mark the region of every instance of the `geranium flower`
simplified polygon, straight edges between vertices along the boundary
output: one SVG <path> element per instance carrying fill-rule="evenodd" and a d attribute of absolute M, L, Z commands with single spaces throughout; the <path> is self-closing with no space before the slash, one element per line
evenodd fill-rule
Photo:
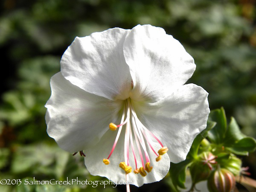
<path fill-rule="evenodd" d="M 161 28 L 77 37 L 61 65 L 51 79 L 47 131 L 63 149 L 85 154 L 93 175 L 138 186 L 159 181 L 206 127 L 207 93 L 184 84 L 194 60 Z"/>

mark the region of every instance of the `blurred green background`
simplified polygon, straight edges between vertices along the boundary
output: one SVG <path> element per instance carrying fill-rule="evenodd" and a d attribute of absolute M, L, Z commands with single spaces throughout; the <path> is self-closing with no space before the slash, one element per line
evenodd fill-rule
<path fill-rule="evenodd" d="M 189 82 L 209 93 L 242 131 L 256 138 L 255 0 L 1 0 L 0 180 L 105 180 L 83 158 L 62 150 L 46 133 L 49 79 L 76 36 L 138 24 L 160 26 L 194 58 Z M 256 154 L 241 157 L 256 178 Z M 133 191 L 169 190 L 168 178 Z M 122 191 L 125 186 L 0 185 L 0 191 Z"/>

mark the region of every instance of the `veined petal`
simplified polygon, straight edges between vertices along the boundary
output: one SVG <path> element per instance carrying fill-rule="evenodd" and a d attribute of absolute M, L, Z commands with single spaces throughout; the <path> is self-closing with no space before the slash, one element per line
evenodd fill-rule
<path fill-rule="evenodd" d="M 112 100 L 127 98 L 131 77 L 122 47 L 129 31 L 116 28 L 76 37 L 61 58 L 62 75 L 88 92 Z"/>
<path fill-rule="evenodd" d="M 206 127 L 210 112 L 208 93 L 195 84 L 173 90 L 154 103 L 134 102 L 139 119 L 168 147 L 172 162 L 186 159 L 195 137 Z"/>
<path fill-rule="evenodd" d="M 167 96 L 172 87 L 182 85 L 195 69 L 193 58 L 164 30 L 138 25 L 128 34 L 124 54 L 134 83 L 131 97 L 154 102 Z"/>
<path fill-rule="evenodd" d="M 113 102 L 74 85 L 59 72 L 50 81 L 52 95 L 45 107 L 49 135 L 71 152 L 95 144 L 115 121 L 122 101 Z"/>
<path fill-rule="evenodd" d="M 119 184 L 119 181 L 125 181 L 125 174 L 124 170 L 119 167 L 120 162 L 124 161 L 125 131 L 121 133 L 115 151 L 109 159 L 109 164 L 105 165 L 102 160 L 99 160 L 108 157 L 116 135 L 116 132 L 109 130 L 96 145 L 93 147 L 85 149 L 84 151 L 86 151 L 86 157 L 84 158 L 84 162 L 87 169 L 91 175 L 105 177 L 113 181 L 117 181 L 117 184 Z M 161 147 L 158 143 L 152 142 L 151 144 L 155 148 Z M 132 181 L 132 184 L 137 186 L 162 180 L 166 175 L 170 169 L 170 159 L 168 155 L 163 155 L 160 161 L 156 162 L 155 160 L 156 157 L 155 154 L 150 149 L 148 145 L 147 145 L 147 148 L 150 158 L 151 157 L 151 165 L 153 166 L 153 169 L 150 172 L 147 173 L 147 175 L 145 177 L 143 177 L 140 174 L 135 174 L 133 172 L 135 164 L 132 151 L 130 147 L 130 165 L 133 168 L 133 172 L 128 174 L 128 180 Z M 141 162 L 139 160 L 140 159 L 140 155 L 137 150 L 136 150 L 135 153 L 137 159 L 138 160 L 137 163 L 139 168 L 142 166 Z M 120 183 L 119 184 L 123 183 Z"/>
+--
Print all of the records shown above exactly, leaving out each picture.

mark the region of every instance of the `geranium flower`
simplified polygon, straight edges between vertices along the boundary
output: one SVG <path> element per instance carrying fill-rule="evenodd" and a d attribute of absolute M, L, Z commands with single spaces throughout; the <path> is self-closing with no space before the slash, one element per line
evenodd fill-rule
Photo:
<path fill-rule="evenodd" d="M 161 28 L 77 37 L 61 65 L 51 79 L 47 131 L 63 149 L 85 154 L 93 175 L 138 186 L 159 181 L 206 127 L 207 93 L 184 84 L 194 60 Z"/>

mark the region of every instance of the `blurred green background`
simplified polygon, straight edges between vertices along the boundary
output: one SVG <path> element per instance carrying fill-rule="evenodd" and a d attribute of absolute M, L, Z commands with single spaces throughout; the <path> is self-closing with no space before the slash, one element per line
evenodd fill-rule
<path fill-rule="evenodd" d="M 189 82 L 209 93 L 242 131 L 256 138 L 255 0 L 1 0 L 0 180 L 105 180 L 83 158 L 62 150 L 46 133 L 49 79 L 76 36 L 138 24 L 160 26 L 194 58 Z M 256 154 L 241 157 L 256 178 Z M 133 191 L 169 190 L 168 178 Z M 122 191 L 125 186 L 0 185 L 0 191 Z"/>

mark the region of every instance of the `veined petal`
simplified polygon, straight edges between vertices along the boundary
output: one SVG <path> element per instance carrying fill-rule="evenodd" and a d attribute of absolute M, L, Z commands with single spaces throughout; the <path> is self-closing with no space before the slash, one element per line
evenodd fill-rule
<path fill-rule="evenodd" d="M 112 100 L 127 98 L 131 77 L 122 47 L 129 31 L 116 28 L 76 37 L 61 58 L 62 75 L 88 92 Z"/>
<path fill-rule="evenodd" d="M 206 127 L 210 112 L 208 93 L 195 84 L 173 90 L 154 103 L 134 102 L 139 119 L 168 147 L 172 162 L 186 159 L 195 137 Z"/>
<path fill-rule="evenodd" d="M 167 96 L 172 87 L 182 85 L 195 69 L 193 58 L 164 30 L 138 25 L 128 34 L 124 54 L 134 83 L 131 97 L 154 102 Z"/>
<path fill-rule="evenodd" d="M 113 102 L 74 85 L 59 72 L 50 81 L 52 95 L 45 107 L 49 135 L 71 152 L 95 144 L 115 121 L 122 101 Z"/>
<path fill-rule="evenodd" d="M 119 184 L 119 181 L 125 181 L 125 174 L 124 170 L 119 167 L 120 162 L 124 161 L 125 131 L 121 133 L 115 151 L 109 159 L 109 164 L 105 165 L 102 160 L 99 160 L 108 157 L 116 135 L 116 132 L 109 130 L 96 145 L 93 147 L 85 149 L 84 151 L 86 151 L 86 157 L 84 158 L 84 162 L 87 169 L 91 175 L 105 177 L 113 181 L 117 181 L 117 184 Z M 161 147 L 158 143 L 152 142 L 151 144 L 155 148 Z M 132 181 L 132 184 L 137 186 L 162 180 L 166 175 L 170 169 L 170 159 L 168 155 L 163 155 L 160 161 L 156 162 L 155 160 L 156 157 L 155 154 L 150 149 L 148 145 L 147 145 L 147 148 L 150 158 L 151 157 L 151 165 L 153 166 L 153 169 L 150 172 L 147 173 L 147 175 L 145 177 L 143 177 L 140 174 L 135 174 L 133 172 L 135 164 L 132 151 L 130 147 L 130 165 L 133 168 L 133 172 L 128 174 L 128 180 Z M 141 162 L 139 160 L 140 159 L 140 155 L 137 150 L 136 150 L 135 153 L 137 159 L 138 160 L 137 163 L 139 168 L 142 166 Z M 120 183 L 119 184 L 123 183 Z"/>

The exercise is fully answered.